### TASK DESCRIPTION
Rewrite the listing lines starting with the line that contains "segment the bicycle wheel" and going on through the line that contains "M 0 144 L 17", substituting "mountain summit" for "snow-capped peak" and keeping everything else unchanged. Give only those lines, and omit the pictures.
** Begin GIVEN INFORMATION **
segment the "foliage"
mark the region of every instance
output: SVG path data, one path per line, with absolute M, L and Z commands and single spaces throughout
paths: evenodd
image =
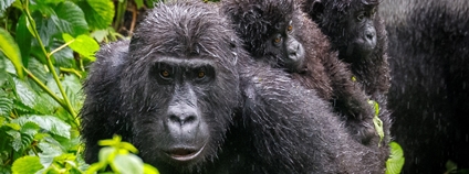
M 399 174 L 404 166 L 404 151 L 397 142 L 390 142 L 390 155 L 386 161 L 386 174 Z
M 129 15 L 127 9 L 136 15 L 155 1 L 0 1 L 0 173 L 148 168 L 128 153 L 135 148 L 118 138 L 104 141 L 104 159 L 91 167 L 85 164 L 77 112 L 86 67 L 100 43 L 124 37 L 116 31 L 129 25 L 122 20 Z M 114 21 L 115 9 L 121 20 Z

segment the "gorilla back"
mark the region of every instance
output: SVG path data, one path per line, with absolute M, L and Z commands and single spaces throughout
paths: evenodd
M 208 4 L 150 10 L 129 43 L 97 54 L 81 113 L 86 162 L 122 133 L 163 174 L 383 172 L 314 91 L 239 43 Z

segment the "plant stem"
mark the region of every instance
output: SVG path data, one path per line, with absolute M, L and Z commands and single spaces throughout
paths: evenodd
M 31 23 L 31 26 L 33 29 L 35 39 L 38 40 L 38 43 L 39 43 L 42 52 L 44 53 L 44 55 L 46 57 L 48 67 L 49 67 L 49 69 L 52 73 L 52 76 L 53 76 L 53 78 L 54 78 L 54 80 L 55 80 L 55 83 L 56 83 L 56 85 L 59 87 L 60 93 L 62 94 L 63 100 L 65 101 L 64 108 L 72 115 L 72 117 L 73 117 L 72 120 L 75 120 L 75 118 L 76 118 L 77 115 L 76 115 L 75 110 L 73 109 L 72 104 L 70 102 L 69 97 L 66 97 L 65 90 L 63 89 L 62 84 L 61 84 L 61 81 L 59 79 L 59 76 L 58 76 L 58 74 L 55 72 L 55 67 L 52 64 L 51 54 L 48 54 L 48 51 L 45 51 L 45 46 L 42 43 L 42 40 L 41 40 L 41 37 L 40 37 L 39 33 L 38 33 L 38 30 L 35 28 L 35 23 L 34 23 L 34 20 L 32 19 L 32 17 L 31 17 L 31 14 L 29 12 L 29 7 L 28 6 L 29 6 L 29 0 L 25 0 L 25 3 L 23 6 L 23 10 L 24 10 L 24 12 L 25 12 L 25 14 L 28 17 L 28 21 Z

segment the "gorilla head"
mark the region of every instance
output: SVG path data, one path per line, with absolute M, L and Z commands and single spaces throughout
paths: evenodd
M 150 164 L 190 170 L 222 144 L 239 81 L 233 35 L 218 19 L 198 3 L 159 4 L 131 40 L 121 95 L 132 102 L 122 107 Z
M 302 22 L 294 3 L 285 0 L 241 0 L 227 1 L 223 8 L 226 13 L 232 14 L 231 20 L 237 24 L 234 29 L 253 57 L 273 67 L 304 70 L 305 48 L 295 32 Z
M 378 0 L 305 0 L 304 11 L 331 37 L 341 58 L 367 58 L 377 46 Z

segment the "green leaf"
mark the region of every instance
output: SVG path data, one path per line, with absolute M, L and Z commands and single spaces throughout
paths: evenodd
M 404 166 L 404 151 L 397 142 L 390 142 L 390 155 L 386 161 L 386 174 L 399 174 Z
M 1 0 L 0 1 L 0 14 L 7 10 L 8 7 L 10 7 L 14 0 Z
M 159 172 L 156 167 L 149 164 L 144 164 L 144 174 L 159 174 Z
M 118 154 L 113 161 L 115 171 L 119 173 L 144 173 L 144 162 L 134 154 Z
M 33 108 L 35 105 L 37 94 L 31 88 L 29 88 L 29 85 L 23 80 L 13 78 L 13 81 L 15 94 L 20 99 L 21 104 L 25 105 L 27 107 Z
M 79 2 L 92 30 L 106 29 L 114 19 L 114 3 L 111 0 L 86 0 Z
M 87 32 L 88 25 L 79 6 L 65 1 L 60 3 L 54 10 L 56 15 L 52 15 L 51 19 L 61 33 L 70 33 L 76 36 Z
M 37 100 L 38 102 L 33 109 L 42 115 L 53 115 L 56 108 L 61 107 L 59 102 L 45 93 L 41 93 Z
M 113 157 L 112 155 L 115 151 L 117 151 L 117 149 L 113 146 L 104 146 L 100 150 L 97 159 L 100 160 L 100 162 L 107 162 L 108 159 Z
M 65 44 L 64 41 L 54 41 L 52 43 L 51 50 L 55 50 Z M 73 51 L 70 47 L 62 47 L 60 51 L 55 52 L 52 55 L 55 59 L 55 66 L 59 67 L 75 67 L 75 59 L 73 57 Z
M 23 144 L 21 143 L 21 133 L 15 130 L 8 130 L 7 134 L 11 137 L 11 146 L 13 150 L 19 152 L 23 148 Z
M 40 128 L 53 134 L 70 139 L 70 124 L 53 116 L 23 116 L 13 120 L 12 122 L 19 123 L 21 126 L 30 121 L 37 123 Z
M 144 0 L 135 0 L 135 3 L 137 4 L 137 9 L 144 7 Z
M 73 40 L 73 37 L 66 33 L 62 34 L 62 36 L 65 42 L 70 42 Z M 79 35 L 74 40 L 75 41 L 73 41 L 73 43 L 71 43 L 69 46 L 76 53 L 80 53 L 81 55 L 90 58 L 91 61 L 94 61 L 94 54 L 100 50 L 100 45 L 96 43 L 96 41 L 88 35 Z
M 128 142 L 121 142 L 119 146 L 122 149 L 131 151 L 132 153 L 138 153 L 138 150 L 133 144 L 131 144 Z
M 43 166 L 50 166 L 54 157 L 63 153 L 61 144 L 51 137 L 45 137 L 44 141 L 40 141 L 38 148 L 42 151 L 39 156 Z
M 38 156 L 23 156 L 14 161 L 11 171 L 13 174 L 35 174 L 42 168 Z
M 17 75 L 20 78 L 23 78 L 23 63 L 21 61 L 21 53 L 18 44 L 14 42 L 13 37 L 6 30 L 0 28 L 0 51 L 7 56 L 8 59 L 13 63 L 14 68 L 17 69 Z

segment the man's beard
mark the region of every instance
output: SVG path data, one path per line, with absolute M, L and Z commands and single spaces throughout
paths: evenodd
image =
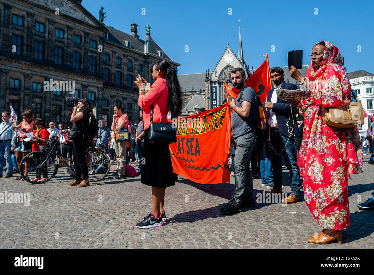
M 235 89 L 241 89 L 243 88 L 243 86 L 244 86 L 244 83 L 243 82 L 241 83 L 236 83 L 234 85 L 234 87 Z

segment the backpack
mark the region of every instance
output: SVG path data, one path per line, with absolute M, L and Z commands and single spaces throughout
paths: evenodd
M 366 131 L 366 138 L 368 140 L 371 138 L 371 137 L 373 136 L 373 123 L 374 123 L 374 122 L 372 122 L 371 124 L 370 124 L 370 126 L 368 128 L 368 129 Z
M 85 137 L 86 138 L 92 140 L 97 135 L 98 133 L 99 132 L 99 125 L 96 118 L 92 113 L 90 113 L 90 119 L 91 121 L 89 122 L 88 126 L 85 131 Z

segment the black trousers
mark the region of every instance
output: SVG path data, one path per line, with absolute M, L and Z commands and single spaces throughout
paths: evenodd
M 86 145 L 83 137 L 79 136 L 73 141 L 73 161 L 75 168 L 75 180 L 88 179 L 88 167 L 86 161 Z
M 73 144 L 67 145 L 66 144 L 63 144 L 62 151 L 62 156 L 65 158 L 67 157 L 68 152 L 69 156 L 71 158 L 71 156 L 73 155 Z

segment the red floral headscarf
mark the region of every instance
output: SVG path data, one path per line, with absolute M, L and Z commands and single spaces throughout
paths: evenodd
M 341 67 L 343 67 L 341 62 L 341 56 L 339 52 L 339 49 L 331 42 L 328 41 L 321 41 L 316 43 L 313 47 L 321 42 L 325 42 L 325 52 L 322 59 L 322 64 L 319 68 L 315 71 L 312 66 L 312 59 L 310 58 L 310 65 L 309 65 L 305 76 L 310 80 L 313 80 L 322 75 L 326 70 L 327 66 L 331 64 L 336 64 Z

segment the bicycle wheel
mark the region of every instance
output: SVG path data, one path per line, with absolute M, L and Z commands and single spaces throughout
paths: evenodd
M 88 167 L 90 181 L 97 181 L 104 178 L 110 170 L 110 160 L 107 153 L 97 149 L 88 150 L 86 161 Z
M 55 164 L 53 155 L 42 151 L 36 151 L 28 154 L 24 158 L 20 165 L 20 167 L 27 166 L 27 173 L 24 169 L 20 169 L 21 177 L 30 183 L 43 183 L 53 177 L 58 169 L 58 165 Z M 29 178 L 26 177 L 27 174 Z M 34 181 L 35 178 L 46 178 L 42 181 Z

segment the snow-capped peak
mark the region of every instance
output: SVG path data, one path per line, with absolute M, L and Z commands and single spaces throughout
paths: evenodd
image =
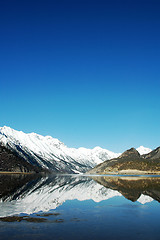
M 141 155 L 147 154 L 147 153 L 149 153 L 149 152 L 152 151 L 152 149 L 146 148 L 146 147 L 143 147 L 143 146 L 138 147 L 136 150 L 137 150 Z
M 0 144 L 17 152 L 26 161 L 56 172 L 86 172 L 97 164 L 118 157 L 119 153 L 95 147 L 68 148 L 63 142 L 51 136 L 24 133 L 10 127 L 0 128 Z

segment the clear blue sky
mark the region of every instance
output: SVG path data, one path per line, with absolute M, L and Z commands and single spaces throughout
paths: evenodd
M 0 2 L 0 126 L 160 146 L 160 1 Z

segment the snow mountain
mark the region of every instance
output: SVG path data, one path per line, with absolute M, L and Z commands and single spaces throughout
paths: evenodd
M 6 126 L 0 127 L 0 145 L 29 164 L 55 173 L 84 173 L 97 164 L 120 155 L 100 147 L 68 148 L 51 136 L 26 134 Z

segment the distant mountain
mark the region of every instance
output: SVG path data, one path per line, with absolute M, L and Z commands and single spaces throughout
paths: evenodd
M 160 147 L 140 155 L 131 148 L 118 158 L 98 164 L 89 171 L 91 174 L 160 174 Z
M 143 146 L 140 146 L 140 147 L 136 148 L 136 150 L 137 150 L 141 155 L 150 153 L 150 152 L 152 151 L 152 149 L 146 148 L 146 147 L 143 147 Z
M 41 171 L 40 167 L 28 163 L 5 146 L 0 146 L 0 172 L 32 173 Z
M 56 138 L 36 133 L 26 134 L 6 126 L 0 128 L 0 146 L 17 156 L 17 161 L 19 157 L 32 166 L 55 173 L 84 173 L 97 164 L 120 155 L 100 147 L 68 148 Z M 4 170 L 7 171 L 1 165 L 1 171 Z

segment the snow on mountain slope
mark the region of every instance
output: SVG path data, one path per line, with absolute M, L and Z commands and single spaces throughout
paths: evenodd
** End GIVEN INFORMATION **
### EXERCISE ANSWER
segment the bicycle wheel
mark the region of every instance
output: SVG path data, one path per line, with absolute M, L and Z commands and single spaces throughout
paths: evenodd
M 88 167 L 90 181 L 97 181 L 104 178 L 110 170 L 110 160 L 107 153 L 97 149 L 88 150 L 86 161 Z
M 55 164 L 53 155 L 42 151 L 36 151 L 28 154 L 24 158 L 20 165 L 20 167 L 27 166 L 27 173 L 24 169 L 20 169 L 21 177 L 30 183 L 43 183 L 53 177 L 58 169 L 58 165 Z M 29 178 L 26 177 L 27 174 Z M 34 181 L 35 178 L 46 178 L 42 181 Z

segment the mountain summit
mark the region of every instance
output: SVG path data, one path per line, with absolute M, L and Z commands and single spaces throughout
paths: evenodd
image =
M 141 155 L 147 154 L 147 153 L 149 153 L 149 152 L 152 151 L 152 149 L 146 148 L 146 147 L 143 147 L 143 146 L 138 147 L 136 150 L 137 150 Z
M 0 144 L 17 152 L 26 161 L 56 172 L 86 172 L 97 164 L 118 157 L 119 153 L 95 147 L 68 148 L 63 142 L 51 136 L 24 133 L 10 127 L 0 128 Z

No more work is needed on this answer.